- _Exercise description_
Which lines run from the one containing "positive clicks: (159, 49)" to the end of the records? Write them out exactly, both ends included, and nothing else.
____ Data extracts
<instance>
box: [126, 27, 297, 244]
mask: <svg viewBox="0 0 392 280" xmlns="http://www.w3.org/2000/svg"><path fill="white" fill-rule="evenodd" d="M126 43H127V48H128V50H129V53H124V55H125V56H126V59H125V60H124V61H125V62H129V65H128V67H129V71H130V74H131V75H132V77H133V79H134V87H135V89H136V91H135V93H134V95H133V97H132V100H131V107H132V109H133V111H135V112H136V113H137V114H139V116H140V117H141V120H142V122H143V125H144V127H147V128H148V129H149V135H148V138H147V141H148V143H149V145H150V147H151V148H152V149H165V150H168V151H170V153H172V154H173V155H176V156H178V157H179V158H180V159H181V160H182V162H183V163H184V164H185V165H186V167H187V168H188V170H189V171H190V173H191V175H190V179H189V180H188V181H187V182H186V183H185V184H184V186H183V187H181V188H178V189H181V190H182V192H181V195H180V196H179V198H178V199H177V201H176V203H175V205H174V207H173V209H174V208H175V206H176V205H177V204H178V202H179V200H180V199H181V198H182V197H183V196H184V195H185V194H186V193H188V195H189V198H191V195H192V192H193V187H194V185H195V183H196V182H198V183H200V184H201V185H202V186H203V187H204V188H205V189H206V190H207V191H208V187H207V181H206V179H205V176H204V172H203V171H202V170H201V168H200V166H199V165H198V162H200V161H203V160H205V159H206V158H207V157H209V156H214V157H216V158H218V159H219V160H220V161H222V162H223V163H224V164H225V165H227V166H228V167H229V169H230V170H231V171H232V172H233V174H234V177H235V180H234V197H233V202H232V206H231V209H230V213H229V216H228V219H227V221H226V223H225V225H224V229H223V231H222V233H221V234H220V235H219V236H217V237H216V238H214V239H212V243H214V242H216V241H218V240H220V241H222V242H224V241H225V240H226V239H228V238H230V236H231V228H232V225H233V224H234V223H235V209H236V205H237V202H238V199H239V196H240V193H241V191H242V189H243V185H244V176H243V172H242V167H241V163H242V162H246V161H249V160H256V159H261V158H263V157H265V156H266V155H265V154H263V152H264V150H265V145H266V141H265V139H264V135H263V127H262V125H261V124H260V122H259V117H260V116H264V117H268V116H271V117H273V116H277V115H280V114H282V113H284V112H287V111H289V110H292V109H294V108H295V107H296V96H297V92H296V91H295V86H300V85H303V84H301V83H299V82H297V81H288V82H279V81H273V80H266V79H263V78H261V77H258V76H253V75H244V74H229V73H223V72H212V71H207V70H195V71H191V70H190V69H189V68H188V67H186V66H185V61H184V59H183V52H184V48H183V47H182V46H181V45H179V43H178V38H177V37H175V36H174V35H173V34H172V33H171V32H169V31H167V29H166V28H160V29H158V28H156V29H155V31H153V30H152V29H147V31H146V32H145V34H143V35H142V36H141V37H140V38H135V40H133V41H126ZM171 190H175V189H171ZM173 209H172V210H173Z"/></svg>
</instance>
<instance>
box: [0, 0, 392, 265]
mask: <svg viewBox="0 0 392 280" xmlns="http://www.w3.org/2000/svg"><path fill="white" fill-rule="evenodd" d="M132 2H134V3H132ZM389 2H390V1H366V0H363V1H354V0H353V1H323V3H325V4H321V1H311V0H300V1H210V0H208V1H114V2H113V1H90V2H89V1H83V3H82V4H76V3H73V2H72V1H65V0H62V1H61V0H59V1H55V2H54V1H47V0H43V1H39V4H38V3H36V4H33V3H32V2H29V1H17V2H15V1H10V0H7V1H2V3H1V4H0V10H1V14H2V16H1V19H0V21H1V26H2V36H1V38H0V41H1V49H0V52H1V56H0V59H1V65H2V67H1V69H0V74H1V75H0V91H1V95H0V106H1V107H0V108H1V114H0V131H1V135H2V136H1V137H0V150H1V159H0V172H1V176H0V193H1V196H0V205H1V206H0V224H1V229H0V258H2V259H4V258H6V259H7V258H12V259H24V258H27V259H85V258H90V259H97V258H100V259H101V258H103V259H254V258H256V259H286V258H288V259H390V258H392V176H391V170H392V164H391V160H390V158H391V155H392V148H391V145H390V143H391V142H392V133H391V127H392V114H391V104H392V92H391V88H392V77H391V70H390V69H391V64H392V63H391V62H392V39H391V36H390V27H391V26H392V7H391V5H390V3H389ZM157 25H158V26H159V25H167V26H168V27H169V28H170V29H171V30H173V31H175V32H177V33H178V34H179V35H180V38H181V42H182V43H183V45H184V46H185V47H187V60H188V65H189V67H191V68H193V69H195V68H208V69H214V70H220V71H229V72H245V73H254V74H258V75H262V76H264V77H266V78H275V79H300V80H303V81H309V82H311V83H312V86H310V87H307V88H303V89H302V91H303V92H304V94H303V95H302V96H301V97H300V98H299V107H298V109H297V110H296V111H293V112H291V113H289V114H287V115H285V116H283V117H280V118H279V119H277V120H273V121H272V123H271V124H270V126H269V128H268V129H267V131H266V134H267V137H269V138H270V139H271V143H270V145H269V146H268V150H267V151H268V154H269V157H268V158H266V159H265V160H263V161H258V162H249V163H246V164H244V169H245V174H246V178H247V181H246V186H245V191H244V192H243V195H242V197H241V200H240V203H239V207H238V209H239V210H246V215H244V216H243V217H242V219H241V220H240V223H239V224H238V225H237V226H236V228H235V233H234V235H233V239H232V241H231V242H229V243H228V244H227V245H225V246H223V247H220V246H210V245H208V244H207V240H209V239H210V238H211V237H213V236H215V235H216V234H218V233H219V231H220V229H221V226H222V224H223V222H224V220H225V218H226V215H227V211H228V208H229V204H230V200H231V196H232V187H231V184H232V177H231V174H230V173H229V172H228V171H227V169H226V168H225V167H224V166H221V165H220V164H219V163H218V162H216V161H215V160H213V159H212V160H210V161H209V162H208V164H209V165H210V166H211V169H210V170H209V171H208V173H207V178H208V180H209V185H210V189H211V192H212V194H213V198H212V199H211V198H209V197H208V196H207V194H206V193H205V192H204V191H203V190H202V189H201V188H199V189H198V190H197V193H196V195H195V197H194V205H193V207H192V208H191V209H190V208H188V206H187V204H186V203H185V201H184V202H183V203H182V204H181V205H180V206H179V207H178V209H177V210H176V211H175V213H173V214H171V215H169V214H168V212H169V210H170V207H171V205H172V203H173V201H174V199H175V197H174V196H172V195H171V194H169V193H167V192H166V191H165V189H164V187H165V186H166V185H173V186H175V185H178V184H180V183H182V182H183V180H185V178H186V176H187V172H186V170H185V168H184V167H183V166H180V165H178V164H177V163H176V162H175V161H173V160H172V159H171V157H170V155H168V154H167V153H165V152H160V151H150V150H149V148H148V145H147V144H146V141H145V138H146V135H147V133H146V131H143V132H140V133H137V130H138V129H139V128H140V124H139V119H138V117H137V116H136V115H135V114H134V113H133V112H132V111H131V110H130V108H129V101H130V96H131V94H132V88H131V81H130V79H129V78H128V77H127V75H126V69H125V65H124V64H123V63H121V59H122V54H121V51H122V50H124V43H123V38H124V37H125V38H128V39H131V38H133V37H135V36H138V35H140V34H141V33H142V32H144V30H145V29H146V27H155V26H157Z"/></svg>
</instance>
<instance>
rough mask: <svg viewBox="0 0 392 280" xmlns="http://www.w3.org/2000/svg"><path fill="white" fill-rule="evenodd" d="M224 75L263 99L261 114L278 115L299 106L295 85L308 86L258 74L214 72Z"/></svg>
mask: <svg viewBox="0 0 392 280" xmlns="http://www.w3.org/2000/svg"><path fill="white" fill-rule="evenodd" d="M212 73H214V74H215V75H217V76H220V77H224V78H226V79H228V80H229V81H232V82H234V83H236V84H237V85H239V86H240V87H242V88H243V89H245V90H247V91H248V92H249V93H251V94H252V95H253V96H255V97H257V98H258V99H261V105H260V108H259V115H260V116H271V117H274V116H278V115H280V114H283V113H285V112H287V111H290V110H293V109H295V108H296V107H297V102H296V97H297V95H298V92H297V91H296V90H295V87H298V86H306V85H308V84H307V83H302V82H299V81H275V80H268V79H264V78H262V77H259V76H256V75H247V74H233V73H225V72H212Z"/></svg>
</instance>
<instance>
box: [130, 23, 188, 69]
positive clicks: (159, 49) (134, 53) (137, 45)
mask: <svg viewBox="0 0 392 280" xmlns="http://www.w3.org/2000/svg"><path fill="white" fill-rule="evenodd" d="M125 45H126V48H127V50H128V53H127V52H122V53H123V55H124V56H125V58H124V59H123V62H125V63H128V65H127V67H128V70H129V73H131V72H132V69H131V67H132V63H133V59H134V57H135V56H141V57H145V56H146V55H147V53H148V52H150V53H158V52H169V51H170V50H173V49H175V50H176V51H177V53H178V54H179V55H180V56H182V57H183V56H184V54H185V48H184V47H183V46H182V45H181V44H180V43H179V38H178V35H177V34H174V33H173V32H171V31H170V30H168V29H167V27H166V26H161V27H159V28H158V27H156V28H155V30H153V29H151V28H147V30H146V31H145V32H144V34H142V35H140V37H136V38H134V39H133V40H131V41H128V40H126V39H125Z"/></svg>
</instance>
________
- _Result of the exercise_
positive clicks: (159, 49) (134, 53) (137, 45)
mask: <svg viewBox="0 0 392 280" xmlns="http://www.w3.org/2000/svg"><path fill="white" fill-rule="evenodd" d="M125 45H126V48H127V50H128V53H127V52H122V53H123V55H124V56H125V58H124V59H123V62H125V63H128V65H127V67H128V70H129V73H131V72H132V69H131V67H132V63H133V59H134V57H135V56H141V57H145V56H146V55H147V53H148V52H150V53H158V52H169V51H170V50H173V49H175V50H176V51H177V53H178V54H179V55H180V56H182V57H183V56H184V54H185V48H184V47H183V46H182V45H181V44H180V43H179V38H178V35H177V34H174V33H173V32H171V31H170V30H168V29H167V27H166V26H161V27H159V28H158V27H156V28H155V30H153V29H151V28H147V30H146V31H145V32H144V34H142V35H140V37H136V38H134V39H133V40H131V41H128V40H126V39H125Z"/></svg>
</instance>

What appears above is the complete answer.